Excerpts of pointing data
================================

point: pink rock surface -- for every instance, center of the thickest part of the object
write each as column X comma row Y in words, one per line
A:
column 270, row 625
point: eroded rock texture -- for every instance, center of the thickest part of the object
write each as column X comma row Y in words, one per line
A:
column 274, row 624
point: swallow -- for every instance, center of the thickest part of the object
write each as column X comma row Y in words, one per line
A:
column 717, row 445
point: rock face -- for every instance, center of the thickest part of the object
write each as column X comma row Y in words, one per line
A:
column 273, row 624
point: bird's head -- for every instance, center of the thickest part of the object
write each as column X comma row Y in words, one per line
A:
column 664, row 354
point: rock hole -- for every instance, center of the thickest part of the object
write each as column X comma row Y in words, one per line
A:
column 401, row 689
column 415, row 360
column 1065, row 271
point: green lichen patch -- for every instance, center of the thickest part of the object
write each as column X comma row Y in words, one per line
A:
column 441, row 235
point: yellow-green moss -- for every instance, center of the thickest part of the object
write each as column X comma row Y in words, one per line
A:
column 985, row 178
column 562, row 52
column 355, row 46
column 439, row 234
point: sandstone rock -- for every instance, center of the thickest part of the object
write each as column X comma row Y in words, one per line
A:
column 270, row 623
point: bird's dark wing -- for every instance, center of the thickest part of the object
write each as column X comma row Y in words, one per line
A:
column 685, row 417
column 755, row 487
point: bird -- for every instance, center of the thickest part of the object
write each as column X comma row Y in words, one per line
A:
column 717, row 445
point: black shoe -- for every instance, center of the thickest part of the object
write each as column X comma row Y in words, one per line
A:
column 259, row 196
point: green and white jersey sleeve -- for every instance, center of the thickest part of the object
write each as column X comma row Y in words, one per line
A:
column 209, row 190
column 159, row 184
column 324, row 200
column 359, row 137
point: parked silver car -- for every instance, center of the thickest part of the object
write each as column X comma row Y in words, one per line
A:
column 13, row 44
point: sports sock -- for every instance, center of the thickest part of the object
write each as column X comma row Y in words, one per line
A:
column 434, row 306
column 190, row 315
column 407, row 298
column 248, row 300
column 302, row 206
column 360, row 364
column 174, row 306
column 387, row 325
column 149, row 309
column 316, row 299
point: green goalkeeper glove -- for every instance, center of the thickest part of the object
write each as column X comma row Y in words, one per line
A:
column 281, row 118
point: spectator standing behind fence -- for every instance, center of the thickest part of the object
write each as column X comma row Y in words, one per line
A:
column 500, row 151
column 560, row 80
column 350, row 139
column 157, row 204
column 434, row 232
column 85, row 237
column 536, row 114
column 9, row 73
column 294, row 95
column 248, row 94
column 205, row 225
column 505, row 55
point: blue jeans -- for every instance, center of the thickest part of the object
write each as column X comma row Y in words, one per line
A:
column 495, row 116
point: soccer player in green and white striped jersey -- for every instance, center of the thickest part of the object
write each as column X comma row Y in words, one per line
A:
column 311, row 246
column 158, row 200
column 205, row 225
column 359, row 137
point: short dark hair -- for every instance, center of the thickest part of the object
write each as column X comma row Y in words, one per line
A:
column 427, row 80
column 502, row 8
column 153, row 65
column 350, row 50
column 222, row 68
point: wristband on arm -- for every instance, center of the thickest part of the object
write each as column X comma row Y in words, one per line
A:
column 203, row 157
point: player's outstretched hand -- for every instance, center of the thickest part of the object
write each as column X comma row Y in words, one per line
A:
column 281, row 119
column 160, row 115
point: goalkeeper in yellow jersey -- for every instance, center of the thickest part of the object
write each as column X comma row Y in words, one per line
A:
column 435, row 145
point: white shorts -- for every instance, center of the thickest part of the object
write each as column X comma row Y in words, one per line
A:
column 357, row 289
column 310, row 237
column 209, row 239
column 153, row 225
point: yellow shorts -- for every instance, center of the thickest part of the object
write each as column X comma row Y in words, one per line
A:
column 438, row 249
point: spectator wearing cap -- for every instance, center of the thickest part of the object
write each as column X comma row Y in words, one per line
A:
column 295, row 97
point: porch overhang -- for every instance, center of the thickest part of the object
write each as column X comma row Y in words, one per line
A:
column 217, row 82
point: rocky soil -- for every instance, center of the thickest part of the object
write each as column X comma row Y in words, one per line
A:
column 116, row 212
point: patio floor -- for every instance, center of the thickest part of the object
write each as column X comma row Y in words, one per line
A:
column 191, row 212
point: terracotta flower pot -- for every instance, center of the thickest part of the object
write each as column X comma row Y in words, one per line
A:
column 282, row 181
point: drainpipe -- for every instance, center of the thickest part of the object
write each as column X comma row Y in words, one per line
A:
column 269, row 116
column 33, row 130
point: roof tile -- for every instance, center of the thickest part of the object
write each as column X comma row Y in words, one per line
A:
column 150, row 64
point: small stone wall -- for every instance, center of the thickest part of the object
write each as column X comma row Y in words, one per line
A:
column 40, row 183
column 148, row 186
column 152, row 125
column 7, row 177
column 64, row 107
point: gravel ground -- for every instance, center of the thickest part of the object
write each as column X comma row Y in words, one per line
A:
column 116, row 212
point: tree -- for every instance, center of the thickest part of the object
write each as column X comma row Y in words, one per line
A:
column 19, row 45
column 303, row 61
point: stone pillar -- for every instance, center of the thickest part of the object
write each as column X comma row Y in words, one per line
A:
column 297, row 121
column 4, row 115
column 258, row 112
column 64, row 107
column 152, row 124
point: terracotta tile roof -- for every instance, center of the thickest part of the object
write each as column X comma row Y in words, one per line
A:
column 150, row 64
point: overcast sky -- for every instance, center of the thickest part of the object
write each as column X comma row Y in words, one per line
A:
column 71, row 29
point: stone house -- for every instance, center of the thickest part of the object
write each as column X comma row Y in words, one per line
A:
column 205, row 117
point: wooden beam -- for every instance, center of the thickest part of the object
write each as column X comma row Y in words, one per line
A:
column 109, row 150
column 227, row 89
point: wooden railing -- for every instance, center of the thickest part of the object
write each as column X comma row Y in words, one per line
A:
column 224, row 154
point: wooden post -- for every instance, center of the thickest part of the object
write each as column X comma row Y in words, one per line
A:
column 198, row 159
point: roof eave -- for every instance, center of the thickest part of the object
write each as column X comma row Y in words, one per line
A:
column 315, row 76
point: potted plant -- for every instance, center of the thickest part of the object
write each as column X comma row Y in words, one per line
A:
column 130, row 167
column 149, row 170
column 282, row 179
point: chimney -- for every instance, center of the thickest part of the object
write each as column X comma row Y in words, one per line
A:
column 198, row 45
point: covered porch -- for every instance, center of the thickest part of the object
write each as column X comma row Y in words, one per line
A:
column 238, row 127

================================

Task:
Rewrite all of the data above, changing "thickest part" to "widest part" wherever it occurs and keeping everything else the same.

Worked solution:
point: pink rock surface -- for every instance, center of the widest part of the object
write each as column X comma row Y in words, one per line
A:
column 270, row 625
point: eroded rock texture -- for every instance, center of the widest part of the object
write each as column X comma row Y in words, one per line
A:
column 274, row 624
point: swallow -- for every instance, center of the widest part of the object
write each as column X comma row Y in words, one per line
A:
column 717, row 445
point: rock face -- for every instance, center of the widest part of the object
write each as column X comma row Y in words, one per line
A:
column 273, row 624
point: bird's head -- for every instance, center of the widest part of the object
write each as column X comma row Y in words, one per line
A:
column 664, row 354
point: rock hole -- for every instance, center of the widest part of the object
write each as column X comma row Y in words, one per line
A:
column 401, row 689
column 415, row 360
column 1065, row 271
point: green lichen patch -- for every instance, center of the widest part of the object
write each as column X comma row Y in words, one per line
A:
column 441, row 235
point: yellow-green moss -- for every instance, center of the widest part of the object
write each as column X comma row Y in words, one per line
A:
column 985, row 178
column 562, row 52
column 355, row 46
column 439, row 234
point: sandstone rock -- for every instance, center of the widest part of the object
write each as column X comma row Y in words, one per line
A:
column 270, row 623
point: bird's dark wing -- for every instance, center of the widest part of the object
write each as column X comma row Y in words, one per line
A:
column 685, row 417
column 755, row 487
point: bird -- for every instance, center of the widest part of the object
write each as column X comma row Y in words, one per line
A:
column 717, row 445
point: black shoe -- for every instance, center of the widest part of the object
write each as column X comma row Y in words, one per line
A:
column 259, row 196
point: green and white jersey sleeve -- for every instance, center of the widest part of the object
write each as column X comma row Y in words, one per line
A:
column 209, row 190
column 159, row 184
column 324, row 200
column 359, row 137
point: parked silver car -- for every instance, center of the widest part of the object
write each as column X comma row Y in words, one per line
A:
column 13, row 44
point: sports sock -- for every instance, center of the widest part of the object
write each as column X comma row Y in words, one per line
A:
column 434, row 306
column 190, row 315
column 407, row 298
column 248, row 300
column 302, row 206
column 360, row 364
column 174, row 306
column 387, row 325
column 149, row 309
column 316, row 299
point: green goalkeeper glove -- for every instance, center of the widest part of the object
write each as column X comma row Y in words, one per line
A:
column 281, row 118
point: spectator standing behind fence -- for every instance, center of the widest part of the object
write each as column X comma row Y in words, one per line
A:
column 500, row 151
column 560, row 80
column 350, row 139
column 157, row 204
column 434, row 232
column 85, row 237
column 536, row 114
column 9, row 73
column 294, row 95
column 248, row 94
column 205, row 225
column 505, row 55
point: blue jeans -- for every instance, center of the widest part of the object
write each as column X comma row Y in words, one per line
A:
column 495, row 116
point: soccer player in green and white striped jersey -- for every instance, center of the widest part of the object
write each as column X comma row Y in words, one per line
A:
column 311, row 246
column 158, row 200
column 205, row 225
column 359, row 137
point: short dark hair -- for every instance, center of the widest part of the object
write each as column X comma row Y in words, one per line
A:
column 427, row 80
column 502, row 8
column 153, row 65
column 350, row 50
column 222, row 68
point: wristband on arm -- for every instance, center of the widest part of the object
write each as column X comma row Y in words, one per line
A:
column 203, row 157
point: player's outstretched hand -- for every instance, center of the widest part of the object
write each as column X comma row Y in words, one per line
A:
column 281, row 119
column 160, row 115
point: goalkeeper in yellow jersey -- for every instance, center of the widest part of the object
write each as column X comma row Y in words, one per line
A:
column 435, row 145
point: white shorts -- for every instance, center of the widest part of the object
write each as column X comma row Y in words, one per line
A:
column 357, row 289
column 310, row 237
column 209, row 239
column 153, row 225
point: yellow shorts -- for every instance, center of the widest part of the object
write each as column X comma row Y in words, one per line
A:
column 438, row 249
point: spectator wearing cap -- for every instance, center of the widest part of the object
write each as column X comma row Y in words, one per line
A:
column 295, row 97
point: porch overhang -- for every instance, center of the widest part of the object
write each as column X comma row Y in words, one per line
A:
column 217, row 82
point: rocky soil -- for every instance, center of the widest part of the object
write each as column X comma row Y in words, one per line
A:
column 116, row 212
point: patio floor -- for every instance, center of the widest part of the object
write each as column X comma row Y in words, one per line
A:
column 191, row 212
point: terracotta flower pot -- for every instance, center of the widest part of the object
write each as column X comma row Y in words, one per line
A:
column 282, row 181
point: drainpipe -- for every instance, center of the widest part of the object
write each as column X comma row Y in words, one per line
A:
column 269, row 116
column 33, row 130
point: roof tile -- for every instance, center of the widest part of the object
write each as column X comma row Y in words, one per line
A:
column 150, row 64
point: small stone wall -- for every instance, center of the widest part of the object
write each as column X comma row Y in words, one per line
A:
column 40, row 183
column 148, row 186
column 152, row 125
column 7, row 177
column 64, row 107
point: gravel ground -- for every instance, center of the widest part of the object
write each as column X comma row Y in words, one per line
A:
column 116, row 212
point: tree -- for every instance, center of the widest part of the object
write each as column X comma row Y in words, one per line
A:
column 19, row 45
column 303, row 61
point: stone pillar -- for every instance, center of the widest part of the object
write each as column X comma row Y in words, one per line
A:
column 297, row 121
column 4, row 115
column 258, row 112
column 64, row 107
column 152, row 124
point: terracotta tile roof -- for every instance, center of the widest part of the object
write each as column X comma row Y in words, one per line
A:
column 150, row 64
point: overcast sky -- for every instance, center of the widest part of the object
write each as column X comma row Y in words, one per line
A:
column 71, row 29
point: stone house -- for every instance, center of the widest part of the object
write each as column X comma row Y in words, one per line
A:
column 205, row 117
point: wooden beam -- for every instance, center of the widest part of the object
write each as column X comma row Y in words, one per line
A:
column 109, row 150
column 227, row 89
point: wooden railing -- for every instance, center of the widest part of the object
write each as column X comma row Y in words, one per line
A:
column 224, row 154
point: wooden post -- for every instance, center of the widest part of the object
write each as column X comma row Y in words, one per line
A:
column 198, row 159
point: roof eave -- for every instance, center of the widest part of the object
write each as column X comma row Y in words, one per line
A:
column 315, row 76
point: potted plant -- for every instance, center of the widest part of the object
write each as column X comma row Y in words, one per line
A:
column 130, row 167
column 149, row 170
column 282, row 179
point: chimney -- for every instance, center of the widest part of the object
write each as column X comma row Y in words, one per line
A:
column 198, row 45
point: covered porch -- for every instance, center of the widest part of the object
write each as column X comma row Y in words, one per line
A:
column 238, row 127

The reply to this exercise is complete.